→ TASK: Set down only what runs from the line containing "Could you point at the wooden lamp" through the last line of the data, exactly as it reads.

==== DATA EXTRACT ====

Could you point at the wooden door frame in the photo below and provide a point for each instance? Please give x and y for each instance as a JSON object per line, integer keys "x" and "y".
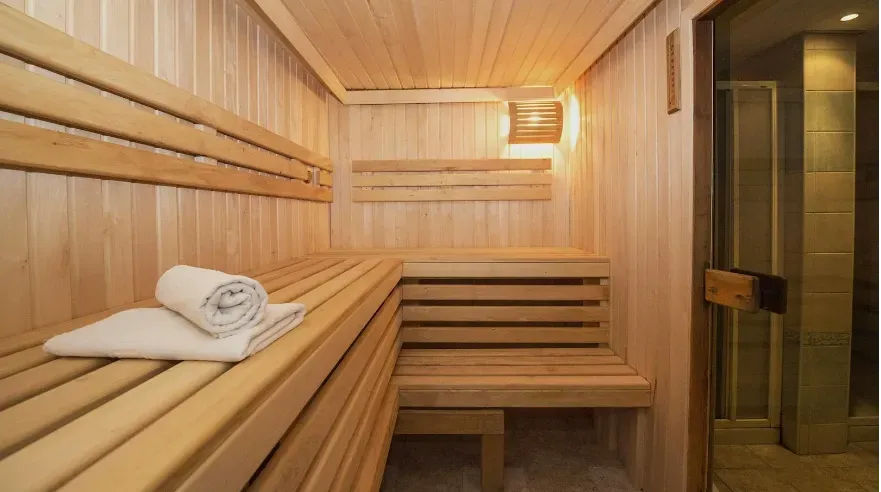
{"x": 696, "y": 38}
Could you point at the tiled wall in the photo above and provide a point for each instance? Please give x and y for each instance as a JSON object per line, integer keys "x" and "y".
{"x": 820, "y": 245}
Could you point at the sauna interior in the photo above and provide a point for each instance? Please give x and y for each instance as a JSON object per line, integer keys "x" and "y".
{"x": 497, "y": 214}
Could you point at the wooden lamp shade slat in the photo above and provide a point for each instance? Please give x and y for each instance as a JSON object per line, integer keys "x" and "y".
{"x": 535, "y": 122}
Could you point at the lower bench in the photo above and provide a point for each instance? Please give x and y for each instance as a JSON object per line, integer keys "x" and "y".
{"x": 101, "y": 424}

====

→ ANSWER BELOW:
Could you point at the wooden lamp shade slat in the photo above and provide a point for each instance? Please give x and y for each instance as a JSON object per line, integer keys "x" and "y".
{"x": 535, "y": 122}
Could you point at the lower bench in the photo above and provide a point for each instance? Please give x and y for each instance as a JSON object per line, integer keys "x" and "y".
{"x": 101, "y": 424}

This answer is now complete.